• What you need to do
Quote the strength-athlete diet article word for word, from "3. Did you feel" up to and including "at your best?".

16 March 2020

How to Fuel Your Performance: Designing a diet for the strength athlete

by Stacey Rogers 0

NUTRITION FOR POWERLIFTERS: PART 2 In part 1 of this article, I covered the 5 common nutrition mistakes powerlifters make. If you haven’t yet read this piece, I suggest you do so before reading any further. Why you may ask? Well, fuelling your performance is the cherry on top of an already sound nutritional approach….


In part 1 of this article, I covered the 5 common nutrition mistakes powerlifters make. If you haven’t yet read this piece, I suggest you do so before reading any further. Why you may ask? Well, fuelling your performance is the cherry on top of an already sound nutritional approach. If you the foundations of your cake are poorly constructed and taste horrible aka you haven’t yet addressed the common blunders I’ve seen in powerlifting nutrition, there is no amount or type of cherries that you can slap on top of your awfully put together cake that can save you.

With that preamble out of the way, let’s get into things…

Before we look at the specifics of calorie intakes, macronutrient intake, diet quality and other key elements of fuelling your performance, take a moment to reflect on your most recent training session or the last time on the platform. 

I want you to ask yourself these three, simple questions…

  1. Did you feel as though your diet adequately fueled your body for the demands of the workout? 
  2. Did you feel as though your diet provided you with the energy needed to facilitate an appropriate rate of recovery between sets? 
  3. Did you feel as though your diet was conducive to sustaining a high level of physical and mental energy in order to lift and perform at your best? 

Although there are a myriad of factors that can influence your energy levels, recovery capacity and performance within a workout, it is common knowledge that nutrition, particularly around the training bout, can influence your training performance in a meaningful way.

A few of the primary ways that strength athletes squander their workout quality and performance are:

  • A failure to eat sufficient calories, leaving them hungry and running out of energy during a workout;
  • Eating too many calories, leaving them stuffed, sluggish and tired;
  • Opting for poor quality foods that can lead to rapid spikes and crashes in energy levels; or
  • Opting for overly nutritious foods (specifically high volume and high fibre options) that cause gastrointestinal issues and discomfort whilst lifting.

• Dataset content

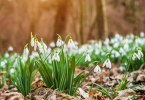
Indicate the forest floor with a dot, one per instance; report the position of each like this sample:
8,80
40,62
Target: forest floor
107,78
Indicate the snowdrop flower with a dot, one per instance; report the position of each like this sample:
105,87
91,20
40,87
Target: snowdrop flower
87,57
134,56
117,54
122,51
26,51
131,36
32,42
126,47
76,43
12,70
10,48
97,69
97,51
116,45
83,93
107,63
142,34
140,54
40,47
6,55
52,44
59,42
56,57
106,42
122,68
71,43
2,64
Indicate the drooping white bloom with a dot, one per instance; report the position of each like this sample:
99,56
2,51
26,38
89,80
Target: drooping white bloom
26,51
126,47
107,63
142,34
97,69
116,45
12,70
40,47
32,42
10,48
134,56
2,64
97,51
58,43
106,42
7,55
140,54
56,57
83,93
88,58
122,51
71,44
52,44
76,43
122,68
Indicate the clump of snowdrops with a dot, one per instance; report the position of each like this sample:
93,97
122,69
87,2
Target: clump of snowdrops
58,68
122,85
24,72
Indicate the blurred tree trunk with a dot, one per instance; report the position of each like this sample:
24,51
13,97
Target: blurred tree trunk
60,19
101,19
78,37
134,17
82,19
1,4
31,5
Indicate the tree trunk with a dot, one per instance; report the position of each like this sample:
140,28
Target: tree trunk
101,19
60,19
134,17
82,19
76,30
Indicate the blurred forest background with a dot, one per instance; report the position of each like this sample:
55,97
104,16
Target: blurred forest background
85,19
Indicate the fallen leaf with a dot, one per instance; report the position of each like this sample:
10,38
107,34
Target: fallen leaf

• Task solution
3. Did you feel as though your diet was conducive to sustaining a high level of physical and mental energy in order to lift and perform at your best?